Your task is to give the listing below back word for word, pictures excluded.

--- START Data shown ---

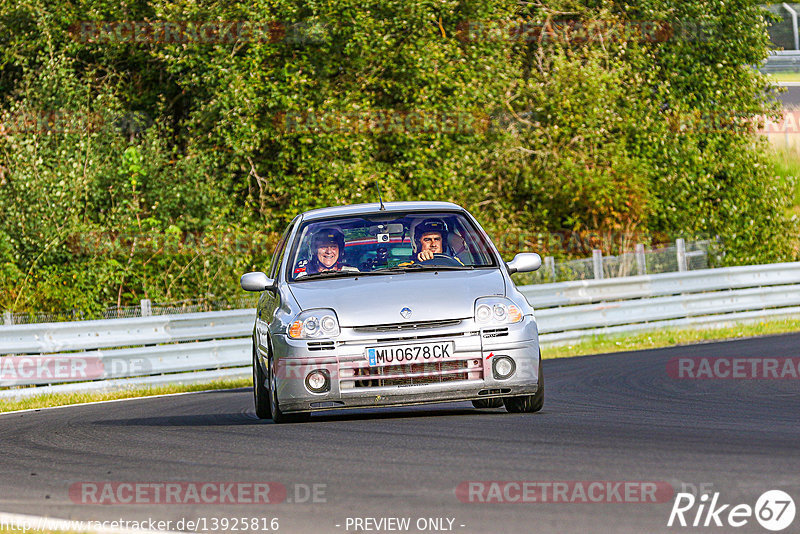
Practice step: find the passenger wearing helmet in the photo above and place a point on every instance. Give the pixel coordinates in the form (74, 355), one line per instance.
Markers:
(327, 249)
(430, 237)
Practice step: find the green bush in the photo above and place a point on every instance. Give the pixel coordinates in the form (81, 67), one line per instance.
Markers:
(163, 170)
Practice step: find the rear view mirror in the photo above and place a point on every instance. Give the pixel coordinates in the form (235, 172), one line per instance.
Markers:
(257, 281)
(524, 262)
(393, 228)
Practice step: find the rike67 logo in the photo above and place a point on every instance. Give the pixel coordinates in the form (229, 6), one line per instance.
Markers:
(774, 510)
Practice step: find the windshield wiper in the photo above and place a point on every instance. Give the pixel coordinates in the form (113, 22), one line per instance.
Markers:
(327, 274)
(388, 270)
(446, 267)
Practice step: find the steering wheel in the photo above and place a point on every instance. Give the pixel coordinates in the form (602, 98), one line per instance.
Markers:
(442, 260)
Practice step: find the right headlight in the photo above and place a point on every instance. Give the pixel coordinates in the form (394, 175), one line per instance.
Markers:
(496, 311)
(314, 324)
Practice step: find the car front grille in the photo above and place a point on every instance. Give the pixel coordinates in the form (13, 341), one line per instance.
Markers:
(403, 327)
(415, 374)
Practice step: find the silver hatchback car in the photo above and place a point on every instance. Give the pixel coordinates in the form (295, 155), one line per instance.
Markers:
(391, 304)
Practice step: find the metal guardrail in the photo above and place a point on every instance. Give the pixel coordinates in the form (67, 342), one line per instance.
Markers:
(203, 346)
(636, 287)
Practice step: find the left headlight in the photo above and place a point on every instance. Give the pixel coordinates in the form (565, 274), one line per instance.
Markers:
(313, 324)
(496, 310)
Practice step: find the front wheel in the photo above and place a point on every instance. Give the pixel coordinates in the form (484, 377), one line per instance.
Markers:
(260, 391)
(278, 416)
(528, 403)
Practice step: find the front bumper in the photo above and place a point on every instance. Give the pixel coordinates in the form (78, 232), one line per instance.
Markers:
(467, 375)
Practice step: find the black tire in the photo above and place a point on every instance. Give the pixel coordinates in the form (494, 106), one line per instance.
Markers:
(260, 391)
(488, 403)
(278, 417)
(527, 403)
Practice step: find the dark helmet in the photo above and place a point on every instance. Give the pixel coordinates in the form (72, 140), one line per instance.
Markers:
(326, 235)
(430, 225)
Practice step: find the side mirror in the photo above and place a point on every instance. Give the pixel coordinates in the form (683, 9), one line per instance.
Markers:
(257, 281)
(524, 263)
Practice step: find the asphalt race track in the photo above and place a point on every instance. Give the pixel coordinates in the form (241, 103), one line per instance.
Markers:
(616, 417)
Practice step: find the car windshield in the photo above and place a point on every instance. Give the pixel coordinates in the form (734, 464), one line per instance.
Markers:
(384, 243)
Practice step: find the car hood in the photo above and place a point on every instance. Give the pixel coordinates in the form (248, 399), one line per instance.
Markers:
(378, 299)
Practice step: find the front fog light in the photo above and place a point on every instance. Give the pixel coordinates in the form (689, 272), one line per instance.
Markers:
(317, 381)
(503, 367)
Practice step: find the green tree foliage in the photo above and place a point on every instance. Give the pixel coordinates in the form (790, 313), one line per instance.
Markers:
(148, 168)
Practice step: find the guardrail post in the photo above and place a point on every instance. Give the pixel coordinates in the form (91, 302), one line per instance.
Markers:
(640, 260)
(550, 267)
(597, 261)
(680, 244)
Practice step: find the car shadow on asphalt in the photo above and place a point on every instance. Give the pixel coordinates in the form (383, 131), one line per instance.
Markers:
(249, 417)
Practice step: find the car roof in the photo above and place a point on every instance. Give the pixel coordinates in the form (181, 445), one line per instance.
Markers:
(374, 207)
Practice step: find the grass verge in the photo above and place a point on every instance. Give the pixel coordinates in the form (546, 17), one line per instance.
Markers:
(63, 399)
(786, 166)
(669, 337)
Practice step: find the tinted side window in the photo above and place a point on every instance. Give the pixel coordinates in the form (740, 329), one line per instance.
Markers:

--- END Data shown ---

**Response**
Practice step: find the passenger wearing helmet in the photo above and place a point on every instance. Give the pixel coordinates in the form (74, 355), one line per instance.
Markers:
(327, 249)
(430, 237)
Practice step: find the green bush in the photo above and place a point on every instance. Give the pixel coordinates in the form (81, 67), one line per instance.
Markers:
(163, 170)
Practice step: find the rear view mirror in the photo above and place a point on every instance. Give the pixel coordinates in the form (235, 172), one line per instance.
Markers:
(257, 281)
(524, 262)
(393, 228)
Practice step: find the rike67 logo in the photo above and place a point on every instance. Give the pixel coordinates in the form (229, 6), one line per instance.
Markers:
(774, 510)
Practice step: find the windshield wiper in the photo above and place a point on every instance. Give the pixel coordinates in the form (113, 22), one line per instance.
Markers:
(327, 274)
(388, 270)
(446, 267)
Practice step: find the steering wheel in the photo above and place a point on every instance. Give the pixel coordinates in the form (602, 98), one line per instance.
Markers:
(442, 260)
Practice step: find the right headlight in the photo above and place a point on every instance. Give the pixel coordinates in the form (394, 175), one line per instance.
Markers:
(496, 311)
(314, 324)
Practice step: find the car front grille in the photo above and place a point on every instance. Give the pixel coordinates in the form (13, 341), one line per instance.
Markers:
(403, 327)
(415, 374)
Practice step: find the silver hatchback car in the photo above and place a point on every instance. Give the pixel coordinates in the form (295, 155), one line per instance.
Markers:
(391, 304)
Practice step: find the metal guardrail in the photo above and place a point on every instance. Give the pixel coordinates in the form (67, 342), one line per instance.
Markers:
(203, 346)
(636, 287)
Practice step: find the left headlight in the photo above and place a point on every instance. Give the pixel coordinates in the form (565, 274), one line per instance.
Markers:
(313, 324)
(496, 310)
Practice step: find the front wheel in the photo above and place a point on every instance. Give the pixel coordinates in the form (484, 377), one line per instance.
Markers:
(260, 391)
(278, 416)
(528, 403)
Practice step: find the front bumper in the photo above and place a point on every instance. Give the pixel coordinates in the form (78, 232), one line per instance.
Markers:
(467, 375)
Practice step: find the black tire in the photo above and place a point on every instance. Give the pixel coordinates in the form (494, 106), one line per instance.
Markers:
(260, 391)
(488, 403)
(278, 417)
(527, 403)
Practice step: find the dark helmet in the photo above and place a point on every instance. Give the pixel coordinates in the form (72, 140), one line per instance.
Markers:
(326, 235)
(430, 225)
Practice step: find the side mirror in the photo above and place a point on every instance. Give the pixel coordinates in the form (683, 9), one line per instance.
Markers:
(257, 281)
(524, 263)
Practice step: find the asphalt race track in the photo above and place a point on every instance. Give the pixel coordinates in the form (241, 103), one line per instance.
Markers:
(616, 417)
Practice step: find the car windshield in the photo above and place a point on every instance. Give the pixel coordinates in the form (734, 464), one line per instance.
Markers:
(384, 243)
Practice step: find the car hood in the photo above and place a point on every instance. Give the pixel coordinates in the form (248, 399), one line per instance.
Markers:
(378, 299)
Practice step: find the front fog light in the photo above and place a point on every instance. Give the pixel coordinates in the form (689, 272), one line per instance.
Markers:
(317, 381)
(503, 367)
Practice step: find the green tree foliage in the photo above and place a point on every instance. Give the pixel coordinates in the form (790, 313), one line per instance.
Markers:
(148, 168)
Practice step: find the guardrail post in the photo above and place a point on every instance. Give the pixel coordinates in the form (91, 302), one line per instance.
Markers:
(640, 260)
(550, 267)
(597, 261)
(680, 244)
Practice step: find the car shadow on asphalt in the photo above and place a point on every instance. Give the pixel coordinates in the form (383, 131), one line per instance.
Markers:
(249, 417)
Practice step: find the car roof in the photo above and place a point on every instance. Give the pixel coordinates in the form (181, 445), one line per instance.
Markers:
(374, 207)
Practice step: find the grass verge in the photo above and place a point on every instance. Give the pixel coordinates in the form (546, 17), one line per instance.
Markers:
(63, 399)
(786, 166)
(669, 337)
Practice step: find the tinted side window in the photo above and place a point on every instance. Give the pixel coordinates in the form (740, 329), one line per instance.
Markers:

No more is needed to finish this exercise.